# SOURCE DATA

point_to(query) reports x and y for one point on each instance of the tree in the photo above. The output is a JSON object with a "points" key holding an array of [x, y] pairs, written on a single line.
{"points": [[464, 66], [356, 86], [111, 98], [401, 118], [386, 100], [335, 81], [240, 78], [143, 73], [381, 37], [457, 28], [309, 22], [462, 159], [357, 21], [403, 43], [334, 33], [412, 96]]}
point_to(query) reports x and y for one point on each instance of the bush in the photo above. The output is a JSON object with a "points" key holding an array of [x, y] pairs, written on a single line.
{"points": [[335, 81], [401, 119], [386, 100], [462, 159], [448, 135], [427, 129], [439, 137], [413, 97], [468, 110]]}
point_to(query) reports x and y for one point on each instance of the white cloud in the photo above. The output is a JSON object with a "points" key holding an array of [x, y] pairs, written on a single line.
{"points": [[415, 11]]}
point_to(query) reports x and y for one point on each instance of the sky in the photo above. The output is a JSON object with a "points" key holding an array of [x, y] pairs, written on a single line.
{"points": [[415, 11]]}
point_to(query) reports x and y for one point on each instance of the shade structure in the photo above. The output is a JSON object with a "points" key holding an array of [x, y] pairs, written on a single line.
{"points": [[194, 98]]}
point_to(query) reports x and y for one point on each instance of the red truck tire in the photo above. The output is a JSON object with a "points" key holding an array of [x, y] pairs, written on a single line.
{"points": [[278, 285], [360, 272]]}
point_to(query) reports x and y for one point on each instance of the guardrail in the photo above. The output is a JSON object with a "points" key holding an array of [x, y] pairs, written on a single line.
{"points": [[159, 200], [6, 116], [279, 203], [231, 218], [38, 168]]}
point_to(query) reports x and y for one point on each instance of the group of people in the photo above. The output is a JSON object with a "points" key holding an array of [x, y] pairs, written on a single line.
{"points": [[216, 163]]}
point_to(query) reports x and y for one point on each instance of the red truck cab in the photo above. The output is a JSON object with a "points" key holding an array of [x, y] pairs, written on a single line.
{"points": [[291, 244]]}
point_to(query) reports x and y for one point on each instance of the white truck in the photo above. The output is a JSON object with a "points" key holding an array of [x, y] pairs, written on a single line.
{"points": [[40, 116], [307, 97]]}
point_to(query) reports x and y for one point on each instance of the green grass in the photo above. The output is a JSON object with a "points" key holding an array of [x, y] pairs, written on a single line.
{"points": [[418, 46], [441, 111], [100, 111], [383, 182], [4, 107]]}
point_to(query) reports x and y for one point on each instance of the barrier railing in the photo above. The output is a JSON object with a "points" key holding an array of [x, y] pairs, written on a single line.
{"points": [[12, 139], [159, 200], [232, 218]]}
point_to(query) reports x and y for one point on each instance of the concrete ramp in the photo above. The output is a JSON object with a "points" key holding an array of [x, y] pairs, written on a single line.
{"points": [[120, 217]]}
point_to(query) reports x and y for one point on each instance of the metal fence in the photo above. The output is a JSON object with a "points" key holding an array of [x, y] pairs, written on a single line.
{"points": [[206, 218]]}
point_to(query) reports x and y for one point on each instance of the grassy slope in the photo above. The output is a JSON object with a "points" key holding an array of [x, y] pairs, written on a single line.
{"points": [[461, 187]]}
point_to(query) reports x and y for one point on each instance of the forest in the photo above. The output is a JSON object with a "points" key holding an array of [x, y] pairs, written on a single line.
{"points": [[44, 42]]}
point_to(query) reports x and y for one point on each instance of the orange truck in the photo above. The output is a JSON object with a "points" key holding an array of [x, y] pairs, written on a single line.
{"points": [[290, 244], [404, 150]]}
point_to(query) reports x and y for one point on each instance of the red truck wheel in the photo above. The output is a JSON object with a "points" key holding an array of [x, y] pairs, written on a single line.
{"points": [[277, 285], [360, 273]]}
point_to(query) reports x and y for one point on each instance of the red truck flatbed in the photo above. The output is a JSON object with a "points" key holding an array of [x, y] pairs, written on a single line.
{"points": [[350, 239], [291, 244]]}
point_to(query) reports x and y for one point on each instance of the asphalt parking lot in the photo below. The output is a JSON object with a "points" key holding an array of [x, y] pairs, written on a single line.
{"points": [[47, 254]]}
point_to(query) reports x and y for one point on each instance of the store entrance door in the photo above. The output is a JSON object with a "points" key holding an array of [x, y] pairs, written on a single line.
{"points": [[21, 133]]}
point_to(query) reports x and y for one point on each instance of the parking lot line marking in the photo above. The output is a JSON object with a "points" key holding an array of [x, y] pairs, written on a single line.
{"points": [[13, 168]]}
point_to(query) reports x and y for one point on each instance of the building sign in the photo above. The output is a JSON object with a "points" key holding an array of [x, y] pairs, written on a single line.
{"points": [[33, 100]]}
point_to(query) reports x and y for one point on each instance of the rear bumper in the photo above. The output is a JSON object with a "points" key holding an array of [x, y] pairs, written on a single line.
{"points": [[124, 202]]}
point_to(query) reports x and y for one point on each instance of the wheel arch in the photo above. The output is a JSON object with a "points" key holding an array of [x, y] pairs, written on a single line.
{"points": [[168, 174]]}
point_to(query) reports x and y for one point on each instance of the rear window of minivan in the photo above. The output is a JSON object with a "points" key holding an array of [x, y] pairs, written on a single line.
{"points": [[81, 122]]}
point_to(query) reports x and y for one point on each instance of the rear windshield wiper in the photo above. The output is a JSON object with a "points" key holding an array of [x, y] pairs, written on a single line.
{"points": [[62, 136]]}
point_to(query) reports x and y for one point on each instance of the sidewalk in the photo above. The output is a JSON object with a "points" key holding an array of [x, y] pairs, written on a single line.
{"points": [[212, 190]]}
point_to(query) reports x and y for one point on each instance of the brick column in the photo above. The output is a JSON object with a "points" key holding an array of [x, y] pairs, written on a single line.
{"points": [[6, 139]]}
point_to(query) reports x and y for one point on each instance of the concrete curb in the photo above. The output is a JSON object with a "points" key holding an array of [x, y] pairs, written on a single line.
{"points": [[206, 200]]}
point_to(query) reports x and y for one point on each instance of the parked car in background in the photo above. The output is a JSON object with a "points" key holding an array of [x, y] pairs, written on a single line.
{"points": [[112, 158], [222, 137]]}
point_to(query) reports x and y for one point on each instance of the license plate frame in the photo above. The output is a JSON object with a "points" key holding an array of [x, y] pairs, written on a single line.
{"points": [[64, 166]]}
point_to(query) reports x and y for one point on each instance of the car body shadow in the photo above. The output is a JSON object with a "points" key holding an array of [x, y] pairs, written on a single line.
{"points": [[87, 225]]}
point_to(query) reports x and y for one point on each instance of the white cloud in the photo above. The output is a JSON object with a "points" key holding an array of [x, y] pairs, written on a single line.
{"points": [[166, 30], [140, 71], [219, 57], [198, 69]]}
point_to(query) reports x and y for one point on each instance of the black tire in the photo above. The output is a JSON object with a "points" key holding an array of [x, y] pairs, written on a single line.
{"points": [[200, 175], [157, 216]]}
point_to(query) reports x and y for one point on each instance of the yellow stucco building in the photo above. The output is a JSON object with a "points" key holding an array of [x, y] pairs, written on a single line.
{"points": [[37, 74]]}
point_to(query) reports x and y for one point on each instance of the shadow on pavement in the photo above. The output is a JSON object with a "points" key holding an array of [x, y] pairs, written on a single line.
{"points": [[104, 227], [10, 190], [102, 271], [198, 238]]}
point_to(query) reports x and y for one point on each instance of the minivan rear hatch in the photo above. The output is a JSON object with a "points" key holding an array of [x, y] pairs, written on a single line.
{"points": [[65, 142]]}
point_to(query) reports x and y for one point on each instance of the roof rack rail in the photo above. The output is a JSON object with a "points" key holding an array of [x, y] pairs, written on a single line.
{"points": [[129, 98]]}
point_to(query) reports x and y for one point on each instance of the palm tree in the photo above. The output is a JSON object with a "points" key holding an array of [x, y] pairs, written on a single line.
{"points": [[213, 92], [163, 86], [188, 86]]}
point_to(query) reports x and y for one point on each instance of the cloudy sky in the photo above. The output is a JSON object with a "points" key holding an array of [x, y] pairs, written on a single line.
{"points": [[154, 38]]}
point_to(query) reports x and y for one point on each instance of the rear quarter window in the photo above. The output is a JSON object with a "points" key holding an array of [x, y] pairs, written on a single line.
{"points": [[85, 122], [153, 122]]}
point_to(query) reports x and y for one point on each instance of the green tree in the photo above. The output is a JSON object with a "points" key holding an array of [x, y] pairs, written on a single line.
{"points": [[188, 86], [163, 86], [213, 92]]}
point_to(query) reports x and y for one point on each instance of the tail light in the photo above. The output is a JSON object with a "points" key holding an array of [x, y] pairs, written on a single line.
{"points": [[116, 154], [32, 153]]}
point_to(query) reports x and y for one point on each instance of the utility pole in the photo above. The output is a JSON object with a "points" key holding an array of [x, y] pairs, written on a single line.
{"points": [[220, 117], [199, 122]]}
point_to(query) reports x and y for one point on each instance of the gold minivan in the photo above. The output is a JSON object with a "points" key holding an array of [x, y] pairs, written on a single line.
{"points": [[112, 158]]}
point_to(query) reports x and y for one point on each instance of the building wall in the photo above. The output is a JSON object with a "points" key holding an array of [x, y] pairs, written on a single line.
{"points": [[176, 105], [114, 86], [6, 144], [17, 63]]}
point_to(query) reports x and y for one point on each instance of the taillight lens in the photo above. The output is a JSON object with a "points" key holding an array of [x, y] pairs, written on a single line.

# PROBLEM DETAILS
Beginning with the line that holds "the building wall", restate word for word every line down to the end of the data, and only those lines.

# TASK RESULT
point_to(query) reports x and y for one point on each instance of the building wall in the photo above. The output is a JSON object with a "points" key holding an array of [x, y] pairs, written on a single line.
{"points": [[176, 105], [114, 86], [6, 144], [17, 63]]}
point_to(query) reports x and y for one point on each instance of the taillight lens in the photo above. The output is a JSON object with a "points" key holding an array of [x, y] pairs, written on a single line.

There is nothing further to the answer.